▶ [Your goal]: Show every line in the data below that contains the word "pink".

▶ [Provided data]:
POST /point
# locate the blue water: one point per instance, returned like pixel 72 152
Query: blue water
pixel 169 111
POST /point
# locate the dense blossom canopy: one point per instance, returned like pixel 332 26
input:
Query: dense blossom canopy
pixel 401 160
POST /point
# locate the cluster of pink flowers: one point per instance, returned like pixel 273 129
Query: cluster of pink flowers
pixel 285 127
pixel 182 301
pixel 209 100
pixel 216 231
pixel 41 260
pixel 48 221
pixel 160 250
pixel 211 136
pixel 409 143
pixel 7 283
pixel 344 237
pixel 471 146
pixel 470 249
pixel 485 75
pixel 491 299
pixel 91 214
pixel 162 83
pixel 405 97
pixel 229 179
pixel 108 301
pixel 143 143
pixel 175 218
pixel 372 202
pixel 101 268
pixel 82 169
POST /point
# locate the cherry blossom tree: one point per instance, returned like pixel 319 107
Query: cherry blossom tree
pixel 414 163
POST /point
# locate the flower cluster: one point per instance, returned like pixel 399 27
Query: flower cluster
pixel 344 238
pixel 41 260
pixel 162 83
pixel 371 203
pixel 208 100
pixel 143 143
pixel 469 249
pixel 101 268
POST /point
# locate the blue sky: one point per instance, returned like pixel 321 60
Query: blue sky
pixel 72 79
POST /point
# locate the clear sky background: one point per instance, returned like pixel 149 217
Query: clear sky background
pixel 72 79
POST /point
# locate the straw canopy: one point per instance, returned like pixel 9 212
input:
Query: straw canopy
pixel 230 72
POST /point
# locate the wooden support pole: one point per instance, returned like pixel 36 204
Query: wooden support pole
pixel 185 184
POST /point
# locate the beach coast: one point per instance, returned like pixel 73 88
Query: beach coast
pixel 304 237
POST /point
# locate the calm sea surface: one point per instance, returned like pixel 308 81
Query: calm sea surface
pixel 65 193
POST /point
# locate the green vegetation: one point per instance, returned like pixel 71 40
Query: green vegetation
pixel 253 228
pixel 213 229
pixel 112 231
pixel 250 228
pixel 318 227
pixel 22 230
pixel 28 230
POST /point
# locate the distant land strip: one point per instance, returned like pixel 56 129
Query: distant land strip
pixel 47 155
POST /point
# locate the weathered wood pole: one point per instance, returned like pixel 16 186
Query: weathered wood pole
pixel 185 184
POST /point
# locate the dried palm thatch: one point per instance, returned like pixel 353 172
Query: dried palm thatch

...

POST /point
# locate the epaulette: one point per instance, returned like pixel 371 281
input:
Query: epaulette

▶ [Solved exercise]:
# locate the cluster of pink flowers: one point per instance, returned like pixel 273 129
Query: cluster of pink flowers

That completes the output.